* Written instruction:
Reproduce every one of the following entries, keeping each line identical to the original.
* begin Exercise material *
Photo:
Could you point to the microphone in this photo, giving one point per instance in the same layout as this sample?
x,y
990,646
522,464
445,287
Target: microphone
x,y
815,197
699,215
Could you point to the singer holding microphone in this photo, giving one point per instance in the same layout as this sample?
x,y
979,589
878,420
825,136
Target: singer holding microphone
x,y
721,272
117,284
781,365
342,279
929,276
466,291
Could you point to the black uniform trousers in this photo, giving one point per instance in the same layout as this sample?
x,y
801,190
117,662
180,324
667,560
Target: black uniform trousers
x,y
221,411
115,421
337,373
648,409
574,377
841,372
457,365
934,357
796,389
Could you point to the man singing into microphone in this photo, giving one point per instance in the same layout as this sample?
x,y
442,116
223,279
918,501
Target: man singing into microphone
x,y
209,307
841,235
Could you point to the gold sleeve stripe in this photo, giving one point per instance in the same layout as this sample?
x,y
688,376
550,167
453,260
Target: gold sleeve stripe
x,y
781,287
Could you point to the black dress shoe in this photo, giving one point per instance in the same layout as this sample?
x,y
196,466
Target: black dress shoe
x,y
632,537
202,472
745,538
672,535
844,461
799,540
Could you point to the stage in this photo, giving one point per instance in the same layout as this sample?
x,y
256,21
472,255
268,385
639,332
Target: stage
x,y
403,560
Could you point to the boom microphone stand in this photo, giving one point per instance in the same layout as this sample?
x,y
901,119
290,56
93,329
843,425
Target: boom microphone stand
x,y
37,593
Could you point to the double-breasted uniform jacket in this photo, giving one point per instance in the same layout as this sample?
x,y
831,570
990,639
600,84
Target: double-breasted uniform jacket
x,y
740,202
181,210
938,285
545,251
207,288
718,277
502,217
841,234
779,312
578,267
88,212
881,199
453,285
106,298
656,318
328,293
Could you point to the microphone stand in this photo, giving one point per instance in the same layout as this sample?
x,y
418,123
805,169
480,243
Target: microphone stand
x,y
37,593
* end Exercise material *
* Result for this task:
Photo:
Could you point to the microphone in this photo, giving one point per instance in the same layout as this sample?
x,y
990,646
522,464
445,287
Target: microphone
x,y
815,197
699,215
Could you point to the singer holding microphone in this photo, giving one point per instance in the same layout as this sample?
x,y
979,589
878,420
825,136
Target: singer holding microphone
x,y
721,272
117,284
781,365
342,279
929,276
466,291
Could you point to the black uniform trousers in this photo, giving one point per instance in the same layout as this sample?
x,y
801,190
117,662
180,324
667,560
Target: black uniform trousers
x,y
221,411
115,421
337,373
648,409
574,377
841,372
457,365
934,357
796,389
Could you point to the man singing into microphone in this photo, giving one point per instance in the same layout as this sample?
x,y
442,116
223,279
918,501
Target: man singing into microphone
x,y
209,307
841,235
Could you point to the gold sleeve stripe in this photo, giving one point per instance in the same layout as this sample?
x,y
688,376
550,167
453,260
Target: gold sleeve stripe
x,y
781,287
Could you point to the black dress shoe in this photo, giving one point per instance in the same layout as this sample?
x,y
196,466
Target: black dress shoe
x,y
632,537
202,472
745,538
672,535
844,461
799,540
Could you point to the stage in this photo, giving one point per instance in the same layout as this sample?
x,y
256,21
472,255
268,385
639,332
Target: stage
x,y
403,560
Could you point to the boom microphone stand in this photo, giving one point per instance in the same layout as this sample?
x,y
901,119
290,56
93,329
843,425
Target: boom microphone stand
x,y
37,593
Could you point to the double-breasted uniform jacket in this photo, giving one point per instance in the same layout as this sample?
x,y
831,570
990,639
600,84
Target: double-breasted uniform jacket
x,y
740,202
181,210
938,285
545,251
207,288
718,277
502,217
841,234
779,312
578,267
88,212
881,199
453,285
106,298
656,318
328,293
Could you point to the microphone stand in this photo, giving one point per instance in the same layout as this sample?
x,y
418,123
805,169
480,243
Target: microphone stand
x,y
37,593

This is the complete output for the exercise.